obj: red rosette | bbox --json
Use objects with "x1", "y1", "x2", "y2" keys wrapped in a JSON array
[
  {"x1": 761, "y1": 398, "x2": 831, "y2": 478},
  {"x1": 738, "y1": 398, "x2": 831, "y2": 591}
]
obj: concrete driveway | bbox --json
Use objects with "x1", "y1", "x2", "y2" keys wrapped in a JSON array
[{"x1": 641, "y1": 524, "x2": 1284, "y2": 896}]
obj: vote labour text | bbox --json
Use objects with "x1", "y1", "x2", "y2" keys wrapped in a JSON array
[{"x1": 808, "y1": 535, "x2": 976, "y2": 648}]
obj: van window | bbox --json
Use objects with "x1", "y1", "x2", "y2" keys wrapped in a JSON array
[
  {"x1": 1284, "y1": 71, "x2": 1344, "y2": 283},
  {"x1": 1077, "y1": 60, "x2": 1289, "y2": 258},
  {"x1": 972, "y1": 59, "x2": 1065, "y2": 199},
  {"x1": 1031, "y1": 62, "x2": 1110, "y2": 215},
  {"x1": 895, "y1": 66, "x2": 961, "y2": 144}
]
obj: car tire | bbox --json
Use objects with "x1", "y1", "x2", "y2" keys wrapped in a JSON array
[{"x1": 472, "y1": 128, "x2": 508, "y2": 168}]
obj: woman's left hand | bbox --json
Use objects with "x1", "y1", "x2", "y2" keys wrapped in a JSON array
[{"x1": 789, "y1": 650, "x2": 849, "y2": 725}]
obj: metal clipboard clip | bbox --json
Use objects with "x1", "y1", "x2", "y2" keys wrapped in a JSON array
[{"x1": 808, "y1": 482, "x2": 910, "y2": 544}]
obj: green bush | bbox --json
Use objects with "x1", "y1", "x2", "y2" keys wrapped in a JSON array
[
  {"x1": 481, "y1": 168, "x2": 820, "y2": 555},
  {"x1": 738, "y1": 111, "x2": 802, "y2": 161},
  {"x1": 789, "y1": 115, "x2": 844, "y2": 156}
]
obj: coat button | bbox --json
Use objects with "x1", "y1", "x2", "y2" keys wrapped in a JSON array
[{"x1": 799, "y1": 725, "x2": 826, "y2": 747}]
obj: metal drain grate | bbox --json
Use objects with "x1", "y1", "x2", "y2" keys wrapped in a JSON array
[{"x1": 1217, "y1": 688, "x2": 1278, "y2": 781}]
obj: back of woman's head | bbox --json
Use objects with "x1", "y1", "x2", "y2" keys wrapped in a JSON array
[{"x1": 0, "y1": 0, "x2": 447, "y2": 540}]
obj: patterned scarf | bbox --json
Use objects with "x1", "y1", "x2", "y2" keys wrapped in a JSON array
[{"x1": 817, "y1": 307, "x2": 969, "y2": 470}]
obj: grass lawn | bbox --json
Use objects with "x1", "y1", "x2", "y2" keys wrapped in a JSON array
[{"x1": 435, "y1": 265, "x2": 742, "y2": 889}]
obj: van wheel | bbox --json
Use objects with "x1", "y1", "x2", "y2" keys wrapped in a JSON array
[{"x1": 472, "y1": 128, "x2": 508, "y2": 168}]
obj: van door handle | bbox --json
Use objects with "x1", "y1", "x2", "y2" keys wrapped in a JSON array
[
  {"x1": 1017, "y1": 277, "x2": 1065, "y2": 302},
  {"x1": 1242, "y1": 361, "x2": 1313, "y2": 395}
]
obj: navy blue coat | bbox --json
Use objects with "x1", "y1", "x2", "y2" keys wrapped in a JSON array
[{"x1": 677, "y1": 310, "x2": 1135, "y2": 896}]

_The exercise_
All of the entries above should be written out again exactly.

_Result_
obj: red rosette | bbox --json
Use objects with "x1", "y1", "x2", "y2" keys wrapped in a JSON array
[
  {"x1": 761, "y1": 398, "x2": 831, "y2": 478},
  {"x1": 738, "y1": 398, "x2": 831, "y2": 591}
]
obj: concrete driveway | bbox --json
Use objects with "x1", "y1", "x2", "y2" keys wrapped in a JSON array
[{"x1": 641, "y1": 524, "x2": 1284, "y2": 896}]
obj: vote labour text | bbox --json
Use objects with "x1", "y1", "x2", "y2" keys wrapped in a JSON array
[{"x1": 808, "y1": 535, "x2": 976, "y2": 648}]
obj: van window | bbox --json
Use objects with "x1", "y1", "x2", "y2" keys wrapped in a JSON array
[
  {"x1": 1284, "y1": 71, "x2": 1344, "y2": 283},
  {"x1": 1077, "y1": 60, "x2": 1289, "y2": 258},
  {"x1": 972, "y1": 59, "x2": 1065, "y2": 199},
  {"x1": 1031, "y1": 62, "x2": 1110, "y2": 215},
  {"x1": 895, "y1": 66, "x2": 961, "y2": 144}
]
obj: car tire | bbox --json
Use objects with "x1", "y1", "x2", "y2" keys wrapped in a JSON array
[{"x1": 472, "y1": 128, "x2": 508, "y2": 168}]
obj: woman's left hand | bbox --json
Use objects with "x1", "y1", "x2", "y2" keys wrapped in a JSON array
[{"x1": 789, "y1": 650, "x2": 849, "y2": 725}]
obj: metal clipboard clip | bbox --json
Use objects with "x1", "y1", "x2", "y2" keys wrapped in a JSON array
[{"x1": 808, "y1": 482, "x2": 910, "y2": 544}]
obj: green bush | bbox --json
Use objects with "x1", "y1", "x2", "y2" keys wrapped in a JSON array
[
  {"x1": 481, "y1": 168, "x2": 820, "y2": 555},
  {"x1": 738, "y1": 111, "x2": 802, "y2": 161},
  {"x1": 789, "y1": 115, "x2": 844, "y2": 156}
]
obj: coat button | bbox --json
Use objects with "x1", "y1", "x2", "y2" keys wrapped in a JSON array
[{"x1": 799, "y1": 725, "x2": 826, "y2": 747}]
obj: metal drain grate | bbox --json
Use objects with "x1", "y1", "x2", "y2" keys wrapped in a JSON array
[{"x1": 1217, "y1": 688, "x2": 1278, "y2": 781}]
obj: back of woman's head | bbox --json
Use objects with "x1", "y1", "x2", "y2" keys wrapped in a JSON array
[{"x1": 0, "y1": 0, "x2": 447, "y2": 540}]
obj: patterned scarf | bbox --json
Use objects with "x1", "y1", "x2", "y2" keys wrapped in a JSON array
[{"x1": 817, "y1": 307, "x2": 969, "y2": 470}]
obj: grass lawn | bbox --json
Use objects with "x1", "y1", "x2", "y2" keys wrapped in a JSON array
[{"x1": 435, "y1": 265, "x2": 742, "y2": 889}]
obj: van wheel | bbox --json
Use objects with "x1", "y1", "x2", "y2" keys wrapped in a JSON array
[{"x1": 472, "y1": 128, "x2": 508, "y2": 168}]
obj: van door handle | bbox --json
Use objects with "x1", "y1", "x2", "y2" keys wrapped in a JSON array
[
  {"x1": 1017, "y1": 277, "x2": 1065, "y2": 302},
  {"x1": 1242, "y1": 361, "x2": 1313, "y2": 395}
]
obj: navy blue coat | bbox --json
Use objects with "x1", "y1", "x2", "y2" keys wrapped in a JSON array
[{"x1": 677, "y1": 310, "x2": 1135, "y2": 896}]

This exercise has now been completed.